• [Task brief]: Set down, without alteration, the lines from the one that contains "Retail shelf-audit station: indicate every instance of the boat" through the final line of the material below.
§ §
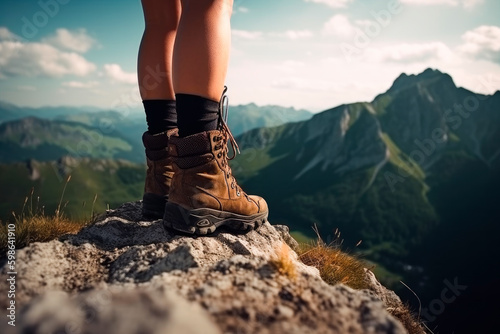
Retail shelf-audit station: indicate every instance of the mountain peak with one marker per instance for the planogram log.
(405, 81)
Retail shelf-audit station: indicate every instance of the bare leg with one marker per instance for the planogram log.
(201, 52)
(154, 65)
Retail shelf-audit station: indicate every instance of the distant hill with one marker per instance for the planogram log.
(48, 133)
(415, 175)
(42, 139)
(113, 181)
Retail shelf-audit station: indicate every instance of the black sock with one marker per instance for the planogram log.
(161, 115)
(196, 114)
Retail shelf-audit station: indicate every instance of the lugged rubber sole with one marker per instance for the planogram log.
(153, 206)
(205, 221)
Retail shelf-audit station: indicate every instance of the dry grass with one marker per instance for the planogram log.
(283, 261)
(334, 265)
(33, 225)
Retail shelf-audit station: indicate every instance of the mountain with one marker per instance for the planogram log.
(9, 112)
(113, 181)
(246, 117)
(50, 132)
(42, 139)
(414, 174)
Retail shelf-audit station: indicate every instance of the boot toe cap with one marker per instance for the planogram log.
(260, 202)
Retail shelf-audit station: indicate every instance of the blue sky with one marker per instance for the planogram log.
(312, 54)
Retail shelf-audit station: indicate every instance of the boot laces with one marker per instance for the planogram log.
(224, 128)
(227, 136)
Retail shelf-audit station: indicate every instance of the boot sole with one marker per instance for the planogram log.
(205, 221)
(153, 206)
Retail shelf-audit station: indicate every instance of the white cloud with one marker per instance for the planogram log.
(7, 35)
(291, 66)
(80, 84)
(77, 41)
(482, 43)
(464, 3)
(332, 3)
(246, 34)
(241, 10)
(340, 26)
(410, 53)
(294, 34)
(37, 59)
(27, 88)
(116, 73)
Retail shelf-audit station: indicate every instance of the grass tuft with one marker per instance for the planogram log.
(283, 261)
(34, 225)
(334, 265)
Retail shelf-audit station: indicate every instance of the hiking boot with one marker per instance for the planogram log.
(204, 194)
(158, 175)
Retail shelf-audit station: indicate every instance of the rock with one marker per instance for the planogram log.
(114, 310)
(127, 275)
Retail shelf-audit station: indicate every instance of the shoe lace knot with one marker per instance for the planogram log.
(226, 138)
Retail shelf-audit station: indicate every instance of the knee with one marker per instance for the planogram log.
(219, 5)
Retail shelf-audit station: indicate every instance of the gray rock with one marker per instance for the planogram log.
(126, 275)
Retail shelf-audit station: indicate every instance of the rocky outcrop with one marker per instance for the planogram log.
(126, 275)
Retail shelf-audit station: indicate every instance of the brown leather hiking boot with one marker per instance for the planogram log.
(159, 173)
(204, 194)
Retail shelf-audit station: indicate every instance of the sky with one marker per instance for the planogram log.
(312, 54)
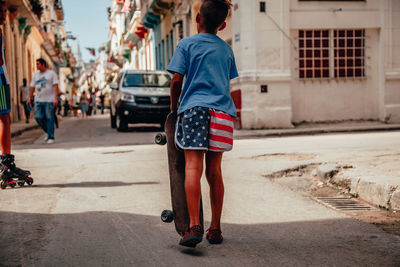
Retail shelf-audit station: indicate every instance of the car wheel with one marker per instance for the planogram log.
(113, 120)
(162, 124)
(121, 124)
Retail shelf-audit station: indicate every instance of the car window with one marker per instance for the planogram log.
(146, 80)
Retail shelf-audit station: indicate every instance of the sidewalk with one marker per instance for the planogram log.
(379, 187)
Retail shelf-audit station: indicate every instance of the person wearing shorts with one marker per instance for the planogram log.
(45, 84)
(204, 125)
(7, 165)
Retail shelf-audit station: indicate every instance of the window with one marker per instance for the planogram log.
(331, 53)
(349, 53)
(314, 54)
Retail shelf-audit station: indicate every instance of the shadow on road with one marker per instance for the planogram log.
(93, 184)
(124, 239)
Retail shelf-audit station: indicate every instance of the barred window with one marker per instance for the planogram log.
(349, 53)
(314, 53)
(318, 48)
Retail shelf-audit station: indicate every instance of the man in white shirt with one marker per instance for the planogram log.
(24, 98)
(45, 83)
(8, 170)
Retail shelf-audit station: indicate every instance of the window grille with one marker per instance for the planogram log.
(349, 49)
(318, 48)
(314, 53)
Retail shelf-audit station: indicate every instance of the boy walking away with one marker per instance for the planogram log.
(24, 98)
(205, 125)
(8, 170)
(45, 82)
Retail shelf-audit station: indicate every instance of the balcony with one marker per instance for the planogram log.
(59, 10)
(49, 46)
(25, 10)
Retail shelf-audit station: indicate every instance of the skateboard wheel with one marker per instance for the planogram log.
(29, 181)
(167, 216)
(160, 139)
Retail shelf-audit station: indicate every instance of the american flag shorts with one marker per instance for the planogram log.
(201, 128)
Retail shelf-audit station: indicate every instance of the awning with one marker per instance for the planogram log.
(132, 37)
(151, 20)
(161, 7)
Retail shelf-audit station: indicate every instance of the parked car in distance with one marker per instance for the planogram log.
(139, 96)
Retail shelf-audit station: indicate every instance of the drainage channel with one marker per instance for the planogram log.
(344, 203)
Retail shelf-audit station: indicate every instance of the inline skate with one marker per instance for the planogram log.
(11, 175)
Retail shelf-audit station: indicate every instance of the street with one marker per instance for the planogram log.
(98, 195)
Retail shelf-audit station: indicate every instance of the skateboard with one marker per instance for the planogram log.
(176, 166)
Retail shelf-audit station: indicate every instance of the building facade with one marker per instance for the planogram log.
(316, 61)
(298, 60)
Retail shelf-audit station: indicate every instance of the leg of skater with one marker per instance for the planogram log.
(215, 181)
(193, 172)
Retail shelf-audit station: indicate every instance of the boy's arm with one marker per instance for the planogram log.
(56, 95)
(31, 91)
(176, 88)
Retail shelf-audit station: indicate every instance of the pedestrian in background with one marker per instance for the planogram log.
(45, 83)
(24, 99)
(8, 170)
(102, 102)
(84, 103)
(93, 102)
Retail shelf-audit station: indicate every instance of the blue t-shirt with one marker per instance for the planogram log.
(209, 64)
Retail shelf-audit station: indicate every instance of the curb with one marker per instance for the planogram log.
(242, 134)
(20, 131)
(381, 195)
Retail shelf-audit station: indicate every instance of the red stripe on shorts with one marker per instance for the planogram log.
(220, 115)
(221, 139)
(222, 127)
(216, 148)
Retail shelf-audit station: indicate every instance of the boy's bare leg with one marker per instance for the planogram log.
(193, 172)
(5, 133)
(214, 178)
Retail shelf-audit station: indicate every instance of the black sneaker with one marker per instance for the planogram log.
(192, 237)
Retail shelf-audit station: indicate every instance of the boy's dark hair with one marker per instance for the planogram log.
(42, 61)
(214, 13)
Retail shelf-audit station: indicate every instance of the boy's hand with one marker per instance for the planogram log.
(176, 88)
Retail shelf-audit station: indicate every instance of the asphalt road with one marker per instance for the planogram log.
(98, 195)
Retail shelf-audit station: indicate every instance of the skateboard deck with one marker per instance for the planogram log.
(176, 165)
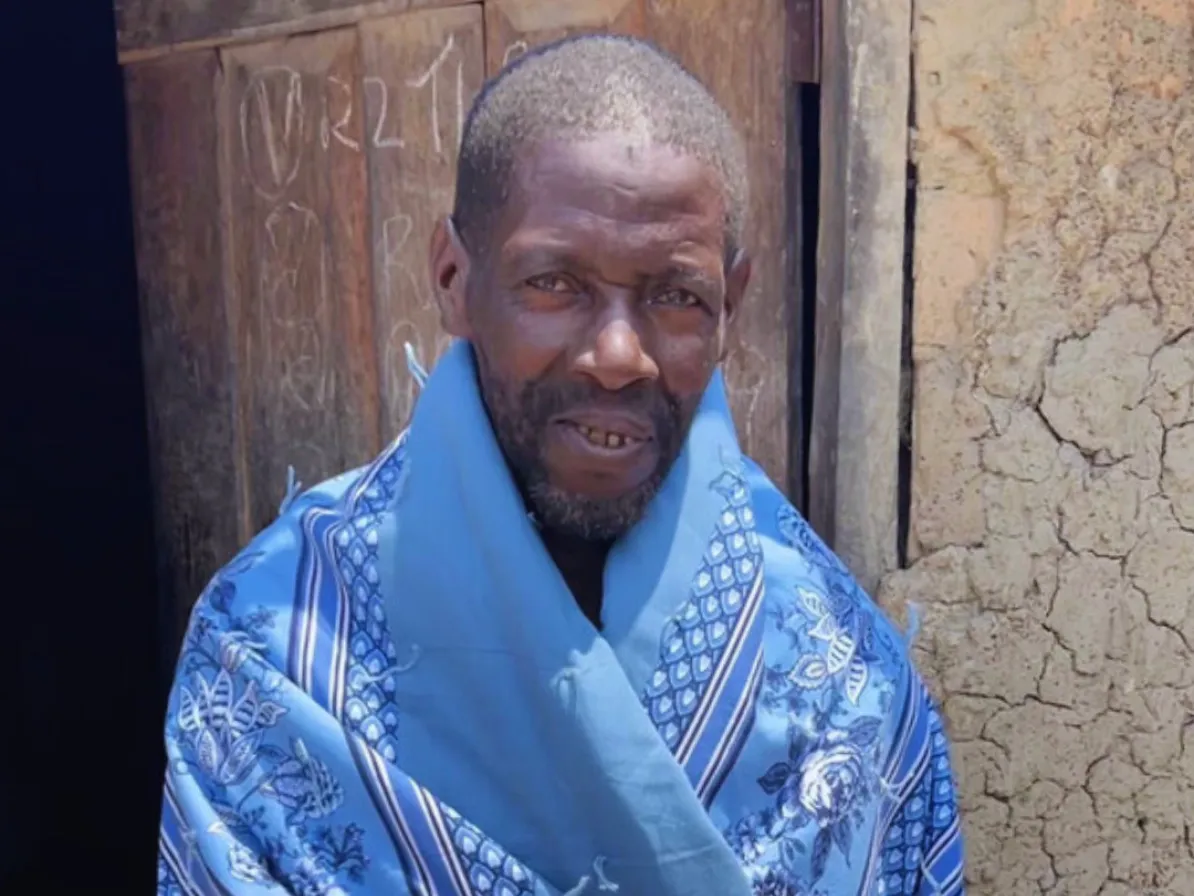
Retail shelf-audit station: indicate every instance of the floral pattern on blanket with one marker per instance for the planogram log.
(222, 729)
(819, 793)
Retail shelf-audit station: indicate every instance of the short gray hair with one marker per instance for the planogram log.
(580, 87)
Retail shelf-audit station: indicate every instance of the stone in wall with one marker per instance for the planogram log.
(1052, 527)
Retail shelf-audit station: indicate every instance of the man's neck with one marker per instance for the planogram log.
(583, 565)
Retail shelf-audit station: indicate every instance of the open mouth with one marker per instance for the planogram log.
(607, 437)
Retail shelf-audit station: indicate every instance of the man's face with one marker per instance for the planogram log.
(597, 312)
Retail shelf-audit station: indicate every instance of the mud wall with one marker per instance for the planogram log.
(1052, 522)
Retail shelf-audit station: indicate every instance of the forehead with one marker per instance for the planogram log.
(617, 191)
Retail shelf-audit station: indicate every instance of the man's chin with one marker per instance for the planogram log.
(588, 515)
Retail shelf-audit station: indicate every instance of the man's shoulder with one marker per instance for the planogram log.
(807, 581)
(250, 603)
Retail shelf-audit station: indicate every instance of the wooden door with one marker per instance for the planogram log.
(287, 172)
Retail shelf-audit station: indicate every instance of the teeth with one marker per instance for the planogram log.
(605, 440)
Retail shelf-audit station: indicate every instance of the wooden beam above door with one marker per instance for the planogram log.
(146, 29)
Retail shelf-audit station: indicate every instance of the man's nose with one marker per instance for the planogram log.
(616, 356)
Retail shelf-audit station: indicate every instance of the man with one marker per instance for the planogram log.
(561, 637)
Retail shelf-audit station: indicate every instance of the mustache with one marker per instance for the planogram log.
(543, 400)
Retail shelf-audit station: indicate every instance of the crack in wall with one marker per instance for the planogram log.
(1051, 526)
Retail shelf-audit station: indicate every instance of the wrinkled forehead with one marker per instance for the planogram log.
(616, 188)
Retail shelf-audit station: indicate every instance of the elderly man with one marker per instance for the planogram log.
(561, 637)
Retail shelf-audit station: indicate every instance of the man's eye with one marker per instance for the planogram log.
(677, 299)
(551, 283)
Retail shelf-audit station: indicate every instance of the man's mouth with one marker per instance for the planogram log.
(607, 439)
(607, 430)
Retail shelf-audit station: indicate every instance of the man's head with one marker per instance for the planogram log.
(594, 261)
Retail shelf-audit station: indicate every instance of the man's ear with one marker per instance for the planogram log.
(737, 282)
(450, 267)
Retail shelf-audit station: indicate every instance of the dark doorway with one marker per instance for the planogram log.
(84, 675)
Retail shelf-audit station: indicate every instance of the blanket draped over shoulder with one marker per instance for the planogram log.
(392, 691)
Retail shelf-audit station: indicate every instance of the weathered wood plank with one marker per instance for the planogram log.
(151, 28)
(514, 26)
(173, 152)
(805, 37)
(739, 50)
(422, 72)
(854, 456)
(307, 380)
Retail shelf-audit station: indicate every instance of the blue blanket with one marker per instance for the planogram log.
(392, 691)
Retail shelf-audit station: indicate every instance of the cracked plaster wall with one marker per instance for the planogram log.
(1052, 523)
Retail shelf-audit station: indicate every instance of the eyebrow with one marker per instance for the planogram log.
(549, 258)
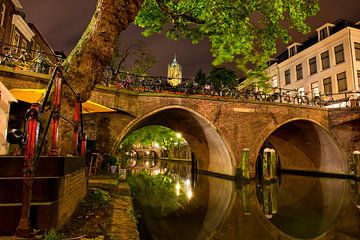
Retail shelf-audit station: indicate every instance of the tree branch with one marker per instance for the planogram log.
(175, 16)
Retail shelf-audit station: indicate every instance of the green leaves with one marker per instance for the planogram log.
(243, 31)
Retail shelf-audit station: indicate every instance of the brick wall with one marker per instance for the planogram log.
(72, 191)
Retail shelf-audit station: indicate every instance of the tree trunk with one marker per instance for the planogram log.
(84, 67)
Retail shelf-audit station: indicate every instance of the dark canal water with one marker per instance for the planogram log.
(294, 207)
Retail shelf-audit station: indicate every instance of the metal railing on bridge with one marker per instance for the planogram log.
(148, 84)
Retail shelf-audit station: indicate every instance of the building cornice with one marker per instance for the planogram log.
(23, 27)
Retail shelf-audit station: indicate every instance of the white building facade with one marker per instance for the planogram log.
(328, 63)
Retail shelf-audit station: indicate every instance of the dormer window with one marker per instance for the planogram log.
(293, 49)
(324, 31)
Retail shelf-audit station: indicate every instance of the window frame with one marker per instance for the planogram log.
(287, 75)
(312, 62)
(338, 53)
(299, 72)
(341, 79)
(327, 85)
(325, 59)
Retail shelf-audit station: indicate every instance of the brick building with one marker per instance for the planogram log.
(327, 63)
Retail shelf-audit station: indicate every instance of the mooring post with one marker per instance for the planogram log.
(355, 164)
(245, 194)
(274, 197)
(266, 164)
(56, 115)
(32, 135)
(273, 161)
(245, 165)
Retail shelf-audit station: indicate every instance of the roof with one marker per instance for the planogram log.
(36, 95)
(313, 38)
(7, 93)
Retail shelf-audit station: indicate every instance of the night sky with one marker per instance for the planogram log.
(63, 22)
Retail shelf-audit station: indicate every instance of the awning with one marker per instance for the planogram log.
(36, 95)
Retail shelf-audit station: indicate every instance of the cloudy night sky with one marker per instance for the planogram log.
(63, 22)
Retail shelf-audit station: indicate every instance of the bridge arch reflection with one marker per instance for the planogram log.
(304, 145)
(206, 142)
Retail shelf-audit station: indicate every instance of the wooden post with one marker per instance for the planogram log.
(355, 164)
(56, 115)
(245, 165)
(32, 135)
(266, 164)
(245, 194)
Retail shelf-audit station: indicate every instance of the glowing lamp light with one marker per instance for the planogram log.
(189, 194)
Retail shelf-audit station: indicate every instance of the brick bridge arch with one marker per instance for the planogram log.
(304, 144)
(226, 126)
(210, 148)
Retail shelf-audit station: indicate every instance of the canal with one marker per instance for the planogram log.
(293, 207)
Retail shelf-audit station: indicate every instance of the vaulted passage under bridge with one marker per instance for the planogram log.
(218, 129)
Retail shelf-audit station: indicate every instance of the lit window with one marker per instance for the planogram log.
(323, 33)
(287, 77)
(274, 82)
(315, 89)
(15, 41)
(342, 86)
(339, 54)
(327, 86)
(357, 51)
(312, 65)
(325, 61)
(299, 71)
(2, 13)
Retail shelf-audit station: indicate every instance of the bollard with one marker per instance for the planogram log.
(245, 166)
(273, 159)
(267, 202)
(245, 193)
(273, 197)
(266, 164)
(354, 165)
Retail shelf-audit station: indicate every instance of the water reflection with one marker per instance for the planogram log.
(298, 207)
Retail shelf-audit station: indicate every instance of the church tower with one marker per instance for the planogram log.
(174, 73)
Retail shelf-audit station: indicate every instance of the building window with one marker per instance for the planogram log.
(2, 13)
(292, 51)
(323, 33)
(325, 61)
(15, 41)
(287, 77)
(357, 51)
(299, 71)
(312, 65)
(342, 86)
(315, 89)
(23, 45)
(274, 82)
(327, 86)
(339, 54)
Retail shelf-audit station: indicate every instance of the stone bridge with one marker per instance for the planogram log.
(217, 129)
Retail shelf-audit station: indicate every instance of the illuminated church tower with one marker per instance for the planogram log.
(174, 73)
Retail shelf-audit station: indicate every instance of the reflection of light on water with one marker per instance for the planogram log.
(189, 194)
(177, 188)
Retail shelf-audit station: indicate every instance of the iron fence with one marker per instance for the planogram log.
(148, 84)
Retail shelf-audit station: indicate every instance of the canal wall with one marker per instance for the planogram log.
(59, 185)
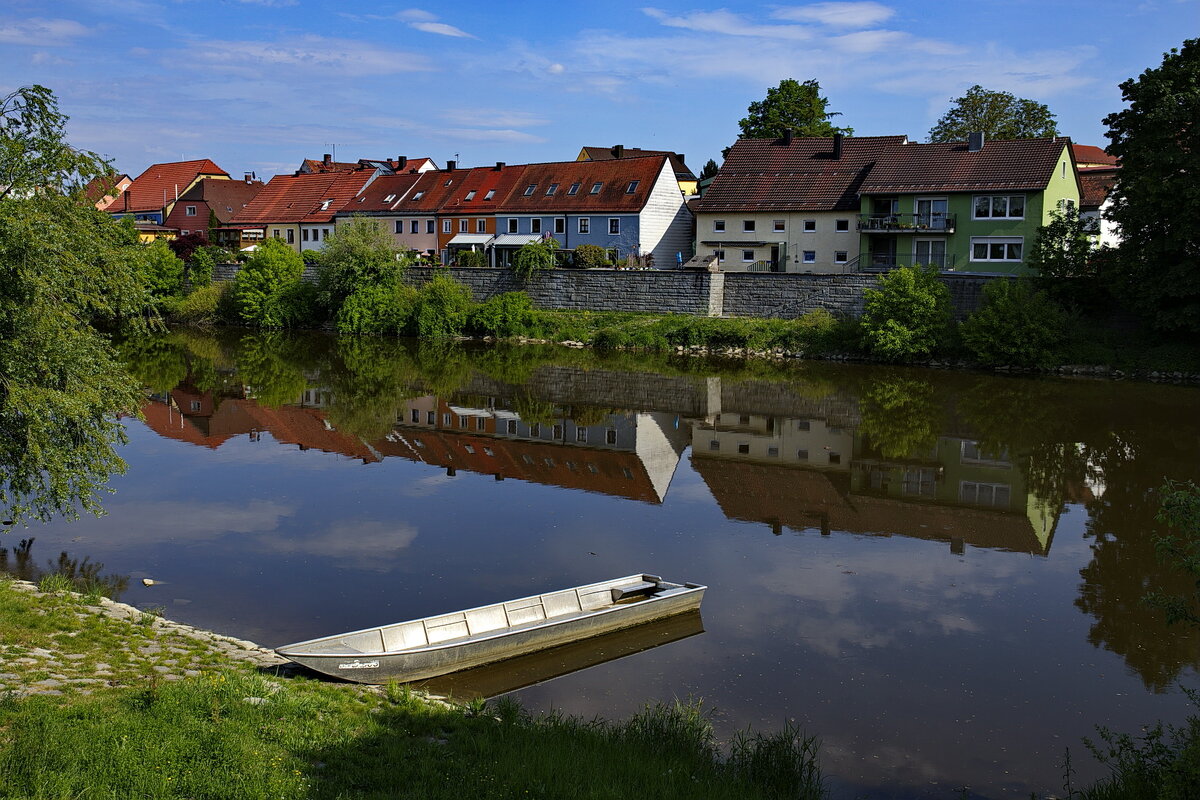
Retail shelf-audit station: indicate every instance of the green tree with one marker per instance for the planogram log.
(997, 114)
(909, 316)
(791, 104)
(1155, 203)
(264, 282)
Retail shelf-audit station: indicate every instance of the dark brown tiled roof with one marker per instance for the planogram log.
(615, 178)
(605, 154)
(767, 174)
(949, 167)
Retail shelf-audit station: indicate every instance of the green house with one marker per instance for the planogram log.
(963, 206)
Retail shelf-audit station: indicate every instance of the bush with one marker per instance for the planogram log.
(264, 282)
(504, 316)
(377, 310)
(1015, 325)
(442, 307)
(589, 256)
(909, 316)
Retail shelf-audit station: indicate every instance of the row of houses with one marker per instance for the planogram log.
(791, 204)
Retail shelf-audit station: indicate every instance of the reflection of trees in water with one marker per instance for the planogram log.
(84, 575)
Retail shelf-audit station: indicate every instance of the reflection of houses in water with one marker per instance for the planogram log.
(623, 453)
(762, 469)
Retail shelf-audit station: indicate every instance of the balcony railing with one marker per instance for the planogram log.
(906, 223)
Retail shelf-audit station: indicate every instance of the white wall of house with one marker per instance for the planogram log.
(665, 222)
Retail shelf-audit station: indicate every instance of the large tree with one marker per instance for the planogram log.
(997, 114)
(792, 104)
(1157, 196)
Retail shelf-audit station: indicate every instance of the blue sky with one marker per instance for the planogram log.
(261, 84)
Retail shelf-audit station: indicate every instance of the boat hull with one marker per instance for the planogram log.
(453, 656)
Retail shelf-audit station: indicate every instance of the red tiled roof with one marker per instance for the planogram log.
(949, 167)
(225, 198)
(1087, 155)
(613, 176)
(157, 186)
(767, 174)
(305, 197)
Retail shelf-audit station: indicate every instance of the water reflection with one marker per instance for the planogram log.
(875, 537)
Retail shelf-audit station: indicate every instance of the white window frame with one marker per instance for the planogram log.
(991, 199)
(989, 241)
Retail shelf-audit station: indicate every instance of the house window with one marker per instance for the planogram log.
§ §
• [In response]:
Retail shelf-audit station: indicate every instance of the boat hull with one marker per instance for the planogram log.
(453, 656)
Retail shelf-audit station: indicate every instance of the red tiled roof with one marker per instance for the planogram log.
(949, 167)
(225, 198)
(1087, 155)
(613, 176)
(157, 186)
(767, 174)
(305, 197)
Retail shelf-audit station: indicate every instance of the water reflection with one marker per instance for the planogram log.
(875, 537)
Retail shelf-audit station: indicate every instance of the white window frame with one marker per instance for the planogram log.
(991, 199)
(989, 241)
Retail shelf-audit station: indicate every instance of the house window with one marker per instance for the planogram log.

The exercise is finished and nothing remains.